## BRIEF
Output each line, from the line containing "of the jeans" through the last line of the rows, as a Markdown table with a Number column and a Line column, leaving out blank lines.

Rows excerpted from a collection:

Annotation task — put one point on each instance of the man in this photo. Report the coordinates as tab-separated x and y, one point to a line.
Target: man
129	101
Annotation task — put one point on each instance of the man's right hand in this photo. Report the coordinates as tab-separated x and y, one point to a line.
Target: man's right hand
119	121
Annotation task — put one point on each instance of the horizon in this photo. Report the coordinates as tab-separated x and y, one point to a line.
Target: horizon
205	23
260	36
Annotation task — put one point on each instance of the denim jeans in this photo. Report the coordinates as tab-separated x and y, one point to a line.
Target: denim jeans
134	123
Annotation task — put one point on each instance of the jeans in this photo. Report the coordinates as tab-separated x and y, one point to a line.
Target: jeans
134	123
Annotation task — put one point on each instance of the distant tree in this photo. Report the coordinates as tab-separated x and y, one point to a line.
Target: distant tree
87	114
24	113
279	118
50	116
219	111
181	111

## EXPECTED ANSWER
| Number | Line |
|---|---|
| 1 | Annotation task — put one point on each instance of the jeans in this photo. Report the coordinates as tab-separated x and y, one point to a line. |
| 2 | Target: jeans |
| 3 | 134	123 |
| 4 | Annotation task — put one point on each instance of the distant tree in this photo. Report the coordinates as tab-separated x and y, one point to a line. |
| 5 | Target: distant tree |
| 6 | 87	114 |
| 7 | 24	113 |
| 8 | 279	118 |
| 9 | 50	116 |
| 10 | 219	111 |
| 11 | 181	111 |